> The task
Count the lines of the records below that contain the string "dress", matching case exactly, and reply with the number alone.

> Entries
****

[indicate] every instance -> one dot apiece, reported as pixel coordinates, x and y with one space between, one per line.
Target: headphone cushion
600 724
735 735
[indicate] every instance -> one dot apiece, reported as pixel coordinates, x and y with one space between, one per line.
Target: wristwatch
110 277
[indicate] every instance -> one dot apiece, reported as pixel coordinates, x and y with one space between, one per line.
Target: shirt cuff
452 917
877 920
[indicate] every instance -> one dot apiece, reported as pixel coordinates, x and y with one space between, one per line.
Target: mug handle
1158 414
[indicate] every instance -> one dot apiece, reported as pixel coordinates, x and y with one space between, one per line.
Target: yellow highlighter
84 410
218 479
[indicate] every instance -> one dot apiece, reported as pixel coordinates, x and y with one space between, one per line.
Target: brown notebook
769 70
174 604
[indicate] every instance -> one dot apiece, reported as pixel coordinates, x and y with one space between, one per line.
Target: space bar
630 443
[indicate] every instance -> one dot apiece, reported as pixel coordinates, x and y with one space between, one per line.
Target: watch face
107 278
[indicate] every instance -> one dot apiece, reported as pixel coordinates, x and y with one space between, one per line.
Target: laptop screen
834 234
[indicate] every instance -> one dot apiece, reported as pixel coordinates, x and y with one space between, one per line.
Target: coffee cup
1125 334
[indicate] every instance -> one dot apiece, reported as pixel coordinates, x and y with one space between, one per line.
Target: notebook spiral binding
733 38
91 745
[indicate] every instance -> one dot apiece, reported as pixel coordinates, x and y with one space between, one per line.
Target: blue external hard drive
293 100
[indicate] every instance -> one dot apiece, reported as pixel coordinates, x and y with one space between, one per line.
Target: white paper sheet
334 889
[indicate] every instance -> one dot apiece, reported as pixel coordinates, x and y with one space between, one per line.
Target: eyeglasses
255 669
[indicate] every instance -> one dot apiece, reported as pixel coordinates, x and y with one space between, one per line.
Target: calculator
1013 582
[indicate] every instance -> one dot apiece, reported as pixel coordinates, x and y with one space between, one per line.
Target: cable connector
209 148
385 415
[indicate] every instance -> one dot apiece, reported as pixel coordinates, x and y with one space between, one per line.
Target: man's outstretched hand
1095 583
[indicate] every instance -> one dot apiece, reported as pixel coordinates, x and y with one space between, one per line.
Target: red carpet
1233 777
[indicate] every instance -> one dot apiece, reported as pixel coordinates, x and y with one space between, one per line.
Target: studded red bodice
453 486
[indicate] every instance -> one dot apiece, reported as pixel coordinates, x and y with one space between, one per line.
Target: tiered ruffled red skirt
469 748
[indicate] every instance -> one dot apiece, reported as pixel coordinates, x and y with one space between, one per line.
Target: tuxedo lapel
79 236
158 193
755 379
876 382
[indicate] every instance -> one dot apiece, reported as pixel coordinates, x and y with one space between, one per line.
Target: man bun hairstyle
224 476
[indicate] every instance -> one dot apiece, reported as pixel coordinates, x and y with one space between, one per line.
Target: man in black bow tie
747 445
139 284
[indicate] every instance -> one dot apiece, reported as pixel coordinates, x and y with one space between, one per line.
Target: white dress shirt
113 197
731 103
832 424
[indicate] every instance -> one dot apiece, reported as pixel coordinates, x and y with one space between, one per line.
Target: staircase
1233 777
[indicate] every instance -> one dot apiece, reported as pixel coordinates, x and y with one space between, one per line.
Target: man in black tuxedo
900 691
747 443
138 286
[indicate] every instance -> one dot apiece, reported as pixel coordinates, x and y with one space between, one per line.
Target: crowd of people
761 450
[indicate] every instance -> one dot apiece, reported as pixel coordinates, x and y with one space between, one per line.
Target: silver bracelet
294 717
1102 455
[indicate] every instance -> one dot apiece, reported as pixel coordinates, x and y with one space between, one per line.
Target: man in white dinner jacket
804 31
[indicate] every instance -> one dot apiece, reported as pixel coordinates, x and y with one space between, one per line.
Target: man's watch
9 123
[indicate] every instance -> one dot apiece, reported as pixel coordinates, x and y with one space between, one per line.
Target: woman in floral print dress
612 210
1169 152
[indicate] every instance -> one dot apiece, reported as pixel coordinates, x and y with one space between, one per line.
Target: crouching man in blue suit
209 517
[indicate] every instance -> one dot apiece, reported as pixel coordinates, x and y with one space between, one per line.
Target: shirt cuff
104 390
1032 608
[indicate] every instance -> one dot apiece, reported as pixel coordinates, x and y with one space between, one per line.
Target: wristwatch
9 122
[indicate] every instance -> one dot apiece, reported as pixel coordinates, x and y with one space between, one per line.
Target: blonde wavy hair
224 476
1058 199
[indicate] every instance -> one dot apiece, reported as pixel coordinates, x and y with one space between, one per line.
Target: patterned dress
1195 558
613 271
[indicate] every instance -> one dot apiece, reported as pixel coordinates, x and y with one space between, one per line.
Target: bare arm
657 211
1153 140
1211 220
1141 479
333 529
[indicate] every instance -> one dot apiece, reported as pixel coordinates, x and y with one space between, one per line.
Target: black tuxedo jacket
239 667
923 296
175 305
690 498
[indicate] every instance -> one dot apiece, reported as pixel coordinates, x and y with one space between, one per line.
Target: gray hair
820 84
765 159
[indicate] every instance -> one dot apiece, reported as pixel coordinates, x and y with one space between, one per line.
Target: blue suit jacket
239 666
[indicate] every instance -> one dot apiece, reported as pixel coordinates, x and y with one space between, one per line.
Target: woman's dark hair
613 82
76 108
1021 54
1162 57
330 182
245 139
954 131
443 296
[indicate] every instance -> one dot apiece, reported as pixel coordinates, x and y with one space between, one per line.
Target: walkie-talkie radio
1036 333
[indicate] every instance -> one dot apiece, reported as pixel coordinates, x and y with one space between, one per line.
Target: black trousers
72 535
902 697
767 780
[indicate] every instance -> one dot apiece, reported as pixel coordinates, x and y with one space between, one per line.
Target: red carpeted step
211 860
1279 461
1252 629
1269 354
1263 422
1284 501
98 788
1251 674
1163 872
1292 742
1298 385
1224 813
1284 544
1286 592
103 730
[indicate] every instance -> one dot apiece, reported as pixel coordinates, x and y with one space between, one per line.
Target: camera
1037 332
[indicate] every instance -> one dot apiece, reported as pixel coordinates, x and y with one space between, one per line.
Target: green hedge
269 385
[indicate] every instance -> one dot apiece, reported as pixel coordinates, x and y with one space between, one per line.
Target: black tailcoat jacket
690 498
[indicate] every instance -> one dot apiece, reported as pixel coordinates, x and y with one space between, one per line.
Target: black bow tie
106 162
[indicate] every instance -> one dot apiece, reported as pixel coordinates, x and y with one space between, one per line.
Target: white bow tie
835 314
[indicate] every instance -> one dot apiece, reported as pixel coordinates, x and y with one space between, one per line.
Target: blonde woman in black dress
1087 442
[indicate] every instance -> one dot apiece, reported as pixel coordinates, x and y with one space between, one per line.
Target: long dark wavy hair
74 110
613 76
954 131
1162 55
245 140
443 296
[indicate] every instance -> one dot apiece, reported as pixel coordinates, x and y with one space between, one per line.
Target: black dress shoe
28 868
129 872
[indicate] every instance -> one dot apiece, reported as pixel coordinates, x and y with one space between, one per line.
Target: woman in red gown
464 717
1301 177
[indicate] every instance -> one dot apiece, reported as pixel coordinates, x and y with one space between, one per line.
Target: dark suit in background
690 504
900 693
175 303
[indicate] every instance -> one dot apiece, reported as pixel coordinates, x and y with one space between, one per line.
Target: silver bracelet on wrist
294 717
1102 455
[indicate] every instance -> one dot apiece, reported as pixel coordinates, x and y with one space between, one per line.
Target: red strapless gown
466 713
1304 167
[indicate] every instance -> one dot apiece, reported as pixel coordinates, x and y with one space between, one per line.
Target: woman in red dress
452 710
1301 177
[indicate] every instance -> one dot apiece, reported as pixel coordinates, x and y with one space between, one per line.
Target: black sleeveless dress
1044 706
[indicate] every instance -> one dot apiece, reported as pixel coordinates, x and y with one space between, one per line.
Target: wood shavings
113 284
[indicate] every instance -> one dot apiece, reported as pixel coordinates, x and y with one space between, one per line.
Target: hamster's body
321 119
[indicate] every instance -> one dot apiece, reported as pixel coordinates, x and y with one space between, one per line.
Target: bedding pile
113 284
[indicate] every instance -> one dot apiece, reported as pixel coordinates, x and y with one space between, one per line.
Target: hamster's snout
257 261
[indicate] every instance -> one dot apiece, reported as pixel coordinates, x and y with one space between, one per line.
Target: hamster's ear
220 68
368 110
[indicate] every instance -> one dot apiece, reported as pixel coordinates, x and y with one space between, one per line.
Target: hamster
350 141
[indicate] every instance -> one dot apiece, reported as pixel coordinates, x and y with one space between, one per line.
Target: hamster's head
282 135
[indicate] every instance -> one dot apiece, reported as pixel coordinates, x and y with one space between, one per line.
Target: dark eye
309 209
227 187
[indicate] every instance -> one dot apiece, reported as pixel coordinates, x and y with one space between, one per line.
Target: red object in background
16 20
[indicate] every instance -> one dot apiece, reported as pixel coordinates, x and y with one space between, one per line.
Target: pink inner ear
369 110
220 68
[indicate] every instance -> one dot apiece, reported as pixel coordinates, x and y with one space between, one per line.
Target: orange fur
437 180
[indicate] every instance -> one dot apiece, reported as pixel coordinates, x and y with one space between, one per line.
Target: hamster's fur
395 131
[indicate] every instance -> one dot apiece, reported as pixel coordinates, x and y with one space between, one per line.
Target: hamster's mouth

****

> Exercise answer
7